WHAT TO DO
Copy out verbatim everything in the material below from the line containing "trace the outline of stage platform" down to the final line.

═════ DATA LINES

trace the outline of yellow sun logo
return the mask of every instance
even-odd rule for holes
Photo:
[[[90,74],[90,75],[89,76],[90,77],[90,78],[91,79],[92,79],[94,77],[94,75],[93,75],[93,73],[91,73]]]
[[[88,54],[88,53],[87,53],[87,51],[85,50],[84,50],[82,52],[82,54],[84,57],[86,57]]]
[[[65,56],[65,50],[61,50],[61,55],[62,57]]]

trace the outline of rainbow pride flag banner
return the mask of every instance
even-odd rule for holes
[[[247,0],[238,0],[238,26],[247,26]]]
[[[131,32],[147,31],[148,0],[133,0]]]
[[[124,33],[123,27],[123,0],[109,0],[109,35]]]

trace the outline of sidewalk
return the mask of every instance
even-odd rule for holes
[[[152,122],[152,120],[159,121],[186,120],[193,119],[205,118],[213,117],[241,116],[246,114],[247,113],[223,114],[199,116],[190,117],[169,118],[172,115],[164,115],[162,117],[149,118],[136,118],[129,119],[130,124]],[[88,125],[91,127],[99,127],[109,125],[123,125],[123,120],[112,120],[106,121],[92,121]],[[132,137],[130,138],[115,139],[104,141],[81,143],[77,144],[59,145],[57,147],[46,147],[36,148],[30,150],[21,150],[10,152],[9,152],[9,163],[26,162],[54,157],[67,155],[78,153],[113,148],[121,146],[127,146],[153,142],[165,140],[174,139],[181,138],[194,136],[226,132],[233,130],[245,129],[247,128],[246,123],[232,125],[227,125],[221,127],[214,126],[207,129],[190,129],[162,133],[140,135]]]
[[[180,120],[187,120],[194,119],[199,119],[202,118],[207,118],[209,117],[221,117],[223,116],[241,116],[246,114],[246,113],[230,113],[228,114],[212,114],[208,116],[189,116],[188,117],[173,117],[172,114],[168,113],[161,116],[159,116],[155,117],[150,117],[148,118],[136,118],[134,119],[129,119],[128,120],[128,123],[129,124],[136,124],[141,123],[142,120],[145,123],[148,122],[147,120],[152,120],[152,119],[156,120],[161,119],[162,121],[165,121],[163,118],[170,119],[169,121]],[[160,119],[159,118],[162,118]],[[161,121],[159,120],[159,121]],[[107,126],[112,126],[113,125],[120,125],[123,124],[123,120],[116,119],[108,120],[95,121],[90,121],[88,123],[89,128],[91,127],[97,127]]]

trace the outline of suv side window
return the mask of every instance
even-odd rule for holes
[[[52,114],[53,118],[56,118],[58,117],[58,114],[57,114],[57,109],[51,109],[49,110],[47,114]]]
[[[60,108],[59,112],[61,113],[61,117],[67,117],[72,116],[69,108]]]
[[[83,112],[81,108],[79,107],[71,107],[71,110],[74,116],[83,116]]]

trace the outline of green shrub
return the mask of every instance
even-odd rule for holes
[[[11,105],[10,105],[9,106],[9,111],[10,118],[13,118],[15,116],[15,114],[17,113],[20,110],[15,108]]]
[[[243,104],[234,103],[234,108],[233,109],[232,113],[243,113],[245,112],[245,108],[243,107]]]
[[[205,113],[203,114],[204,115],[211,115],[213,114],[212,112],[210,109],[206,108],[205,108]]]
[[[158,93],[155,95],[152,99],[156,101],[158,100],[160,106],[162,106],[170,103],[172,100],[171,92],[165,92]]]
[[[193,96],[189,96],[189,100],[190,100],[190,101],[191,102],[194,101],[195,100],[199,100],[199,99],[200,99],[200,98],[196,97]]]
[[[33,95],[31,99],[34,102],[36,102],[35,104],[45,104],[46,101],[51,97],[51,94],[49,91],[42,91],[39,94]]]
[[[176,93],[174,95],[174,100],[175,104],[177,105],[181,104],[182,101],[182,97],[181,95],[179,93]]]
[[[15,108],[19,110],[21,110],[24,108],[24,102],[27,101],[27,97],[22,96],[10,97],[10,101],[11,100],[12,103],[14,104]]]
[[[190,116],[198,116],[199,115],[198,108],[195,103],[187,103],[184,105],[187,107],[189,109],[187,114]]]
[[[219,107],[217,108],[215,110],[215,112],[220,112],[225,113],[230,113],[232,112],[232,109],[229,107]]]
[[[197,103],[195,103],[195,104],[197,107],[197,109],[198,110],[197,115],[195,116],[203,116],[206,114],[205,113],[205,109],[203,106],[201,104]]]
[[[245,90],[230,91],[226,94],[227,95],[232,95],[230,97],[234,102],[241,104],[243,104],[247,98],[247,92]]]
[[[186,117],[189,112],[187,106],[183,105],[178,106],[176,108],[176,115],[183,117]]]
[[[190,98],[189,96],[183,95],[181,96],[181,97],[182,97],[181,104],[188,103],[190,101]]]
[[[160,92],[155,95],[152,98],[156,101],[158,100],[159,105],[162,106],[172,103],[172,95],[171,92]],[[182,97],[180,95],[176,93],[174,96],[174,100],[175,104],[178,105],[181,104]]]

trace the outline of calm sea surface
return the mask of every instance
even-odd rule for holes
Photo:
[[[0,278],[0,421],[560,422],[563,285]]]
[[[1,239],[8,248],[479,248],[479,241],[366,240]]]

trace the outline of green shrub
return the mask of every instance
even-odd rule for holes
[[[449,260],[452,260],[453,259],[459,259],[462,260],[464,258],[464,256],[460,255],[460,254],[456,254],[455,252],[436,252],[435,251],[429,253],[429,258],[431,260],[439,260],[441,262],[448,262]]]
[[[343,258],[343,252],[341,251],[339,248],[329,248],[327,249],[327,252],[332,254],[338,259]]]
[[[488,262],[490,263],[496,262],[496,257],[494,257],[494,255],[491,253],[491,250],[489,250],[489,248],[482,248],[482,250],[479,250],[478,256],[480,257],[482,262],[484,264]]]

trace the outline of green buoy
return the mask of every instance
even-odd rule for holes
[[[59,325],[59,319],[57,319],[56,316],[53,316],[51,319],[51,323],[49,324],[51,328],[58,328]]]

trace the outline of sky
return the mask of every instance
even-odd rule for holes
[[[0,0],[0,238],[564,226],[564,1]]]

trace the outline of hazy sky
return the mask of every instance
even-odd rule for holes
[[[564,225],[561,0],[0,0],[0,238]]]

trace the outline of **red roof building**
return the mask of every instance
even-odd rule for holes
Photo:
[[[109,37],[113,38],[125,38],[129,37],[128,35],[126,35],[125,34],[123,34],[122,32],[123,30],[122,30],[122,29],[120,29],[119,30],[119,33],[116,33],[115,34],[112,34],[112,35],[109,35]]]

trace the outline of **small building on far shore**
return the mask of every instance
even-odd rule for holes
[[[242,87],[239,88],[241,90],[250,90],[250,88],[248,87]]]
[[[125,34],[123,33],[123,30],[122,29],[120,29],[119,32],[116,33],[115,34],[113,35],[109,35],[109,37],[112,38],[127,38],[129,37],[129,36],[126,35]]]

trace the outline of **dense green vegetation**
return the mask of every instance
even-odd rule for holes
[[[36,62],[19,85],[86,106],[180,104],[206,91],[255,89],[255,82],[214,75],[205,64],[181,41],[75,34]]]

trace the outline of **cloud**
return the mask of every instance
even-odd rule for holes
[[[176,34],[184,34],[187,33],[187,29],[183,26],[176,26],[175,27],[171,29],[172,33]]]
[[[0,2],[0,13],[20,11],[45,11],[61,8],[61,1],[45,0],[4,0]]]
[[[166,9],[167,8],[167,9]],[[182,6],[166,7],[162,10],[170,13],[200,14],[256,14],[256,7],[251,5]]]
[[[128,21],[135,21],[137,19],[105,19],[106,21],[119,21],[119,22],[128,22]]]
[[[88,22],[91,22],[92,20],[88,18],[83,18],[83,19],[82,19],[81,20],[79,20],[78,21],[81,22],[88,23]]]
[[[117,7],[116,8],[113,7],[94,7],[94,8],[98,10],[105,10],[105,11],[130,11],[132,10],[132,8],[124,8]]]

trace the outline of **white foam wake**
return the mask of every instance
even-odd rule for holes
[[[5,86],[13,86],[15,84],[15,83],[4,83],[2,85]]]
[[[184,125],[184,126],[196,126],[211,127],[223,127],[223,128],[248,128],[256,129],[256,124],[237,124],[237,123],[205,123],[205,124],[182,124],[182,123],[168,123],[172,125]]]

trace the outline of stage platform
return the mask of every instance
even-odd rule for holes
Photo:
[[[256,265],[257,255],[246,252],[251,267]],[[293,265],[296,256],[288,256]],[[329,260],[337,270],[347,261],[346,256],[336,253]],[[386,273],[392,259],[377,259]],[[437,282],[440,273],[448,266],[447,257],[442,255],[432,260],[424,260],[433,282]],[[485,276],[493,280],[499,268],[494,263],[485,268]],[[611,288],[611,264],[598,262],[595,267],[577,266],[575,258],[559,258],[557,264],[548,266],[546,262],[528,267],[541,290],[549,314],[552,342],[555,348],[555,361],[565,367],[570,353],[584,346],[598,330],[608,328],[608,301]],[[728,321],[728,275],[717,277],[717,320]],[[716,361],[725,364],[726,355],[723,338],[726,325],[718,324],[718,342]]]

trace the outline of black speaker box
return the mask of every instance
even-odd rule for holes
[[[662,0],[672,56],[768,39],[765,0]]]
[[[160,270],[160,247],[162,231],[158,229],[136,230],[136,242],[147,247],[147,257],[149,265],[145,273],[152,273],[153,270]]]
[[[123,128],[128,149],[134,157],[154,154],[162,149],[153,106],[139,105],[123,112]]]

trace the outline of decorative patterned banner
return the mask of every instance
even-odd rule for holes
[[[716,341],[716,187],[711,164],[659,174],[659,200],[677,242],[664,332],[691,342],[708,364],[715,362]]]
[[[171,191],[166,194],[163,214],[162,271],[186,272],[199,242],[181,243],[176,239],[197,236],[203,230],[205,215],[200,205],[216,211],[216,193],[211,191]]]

══════════

FINISHED ANSWER
trace the outline of stage platform
return the mask of every instance
even-odd rule for holes
Photo:
[[[256,265],[257,255],[246,252],[251,267]],[[293,265],[296,256],[288,256]],[[329,260],[337,270],[347,261],[346,256],[336,253]],[[386,273],[392,259],[377,259]],[[437,282],[440,273],[448,266],[447,257],[442,255],[432,260],[424,260],[433,282]],[[485,276],[493,280],[499,268],[494,263],[485,268]],[[611,288],[611,264],[598,262],[595,267],[577,266],[575,258],[559,258],[557,264],[548,266],[546,262],[528,267],[541,290],[549,314],[552,342],[555,348],[555,361],[565,367],[570,353],[584,346],[598,330],[608,328],[608,301]],[[728,321],[728,275],[717,277],[717,320]],[[716,361],[725,364],[726,355],[723,338],[726,325],[718,324],[718,342]]]

trace the outline of black speaker box
return the mask of every instance
even-odd rule for holes
[[[662,0],[672,56],[768,39],[765,0]]]
[[[160,270],[160,247],[162,231],[158,229],[136,230],[136,242],[147,247],[147,257],[149,265],[145,273],[152,273],[153,270]]]
[[[123,128],[128,149],[134,157],[154,154],[162,149],[153,106],[139,105],[123,112]]]

trace the outline of decorative patterned banner
return the mask of every instance
even-odd rule for holes
[[[716,341],[716,187],[711,164],[659,174],[659,200],[677,242],[664,332],[691,342],[708,364],[715,362]]]
[[[171,191],[166,194],[163,214],[162,271],[186,272],[199,242],[181,243],[176,239],[197,236],[203,230],[205,215],[200,205],[216,211],[216,193],[211,191]]]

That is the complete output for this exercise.